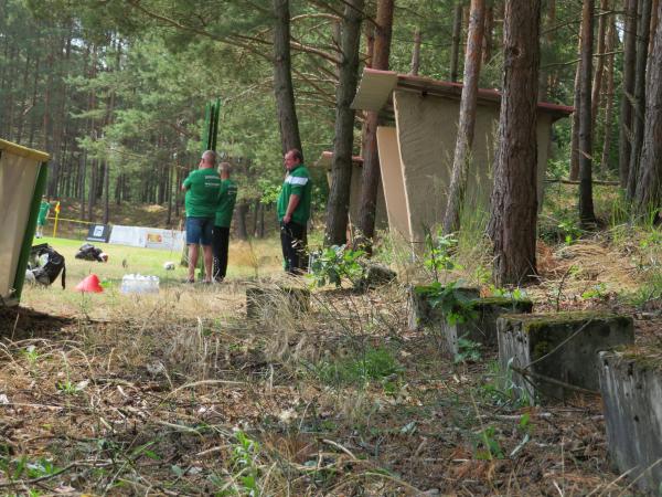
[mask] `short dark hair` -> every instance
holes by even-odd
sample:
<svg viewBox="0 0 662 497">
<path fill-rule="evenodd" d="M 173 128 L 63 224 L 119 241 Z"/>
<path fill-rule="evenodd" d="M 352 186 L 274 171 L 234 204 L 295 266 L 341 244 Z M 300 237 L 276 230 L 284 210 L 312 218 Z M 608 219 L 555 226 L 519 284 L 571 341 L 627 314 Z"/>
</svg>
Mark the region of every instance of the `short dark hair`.
<svg viewBox="0 0 662 497">
<path fill-rule="evenodd" d="M 303 162 L 303 154 L 298 148 L 292 148 L 288 154 L 292 155 L 292 159 L 297 159 L 299 162 Z"/>
</svg>

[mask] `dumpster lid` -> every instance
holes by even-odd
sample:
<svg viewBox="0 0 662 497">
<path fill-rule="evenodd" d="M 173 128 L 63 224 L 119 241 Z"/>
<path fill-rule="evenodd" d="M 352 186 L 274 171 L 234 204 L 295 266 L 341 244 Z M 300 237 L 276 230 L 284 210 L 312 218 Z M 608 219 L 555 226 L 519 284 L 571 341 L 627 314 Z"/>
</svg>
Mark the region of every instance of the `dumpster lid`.
<svg viewBox="0 0 662 497">
<path fill-rule="evenodd" d="M 49 156 L 46 152 L 43 152 L 40 150 L 33 150 L 31 148 L 26 148 L 26 147 L 17 145 L 17 144 L 12 144 L 11 141 L 0 139 L 0 151 L 3 151 L 3 150 L 7 150 L 8 152 L 13 154 L 14 156 L 25 157 L 28 159 L 34 159 L 40 162 L 46 162 L 51 158 L 51 156 Z"/>
</svg>

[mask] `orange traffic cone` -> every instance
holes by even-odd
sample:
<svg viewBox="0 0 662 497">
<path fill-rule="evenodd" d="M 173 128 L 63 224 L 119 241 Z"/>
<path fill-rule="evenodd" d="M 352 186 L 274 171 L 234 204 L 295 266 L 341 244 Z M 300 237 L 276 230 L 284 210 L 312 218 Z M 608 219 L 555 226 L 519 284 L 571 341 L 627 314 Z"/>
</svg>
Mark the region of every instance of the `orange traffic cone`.
<svg viewBox="0 0 662 497">
<path fill-rule="evenodd" d="M 104 288 L 102 288 L 102 285 L 99 285 L 99 277 L 96 274 L 90 274 L 76 285 L 76 292 L 100 294 L 104 292 Z"/>
</svg>

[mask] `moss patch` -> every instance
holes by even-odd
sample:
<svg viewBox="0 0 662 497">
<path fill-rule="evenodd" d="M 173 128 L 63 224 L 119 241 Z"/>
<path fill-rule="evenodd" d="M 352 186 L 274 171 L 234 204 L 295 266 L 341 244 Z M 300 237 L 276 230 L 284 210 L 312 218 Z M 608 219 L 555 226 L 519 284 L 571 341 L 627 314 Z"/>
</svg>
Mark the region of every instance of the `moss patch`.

^^^^^^^^

| What this task involves |
Which lines above contain the word "short"? Collect all of them, copying each one in full.

| Answer to this exercise |
[mask] `short dark hair` -> every instance
Mark the region of every instance of the `short dark hair`.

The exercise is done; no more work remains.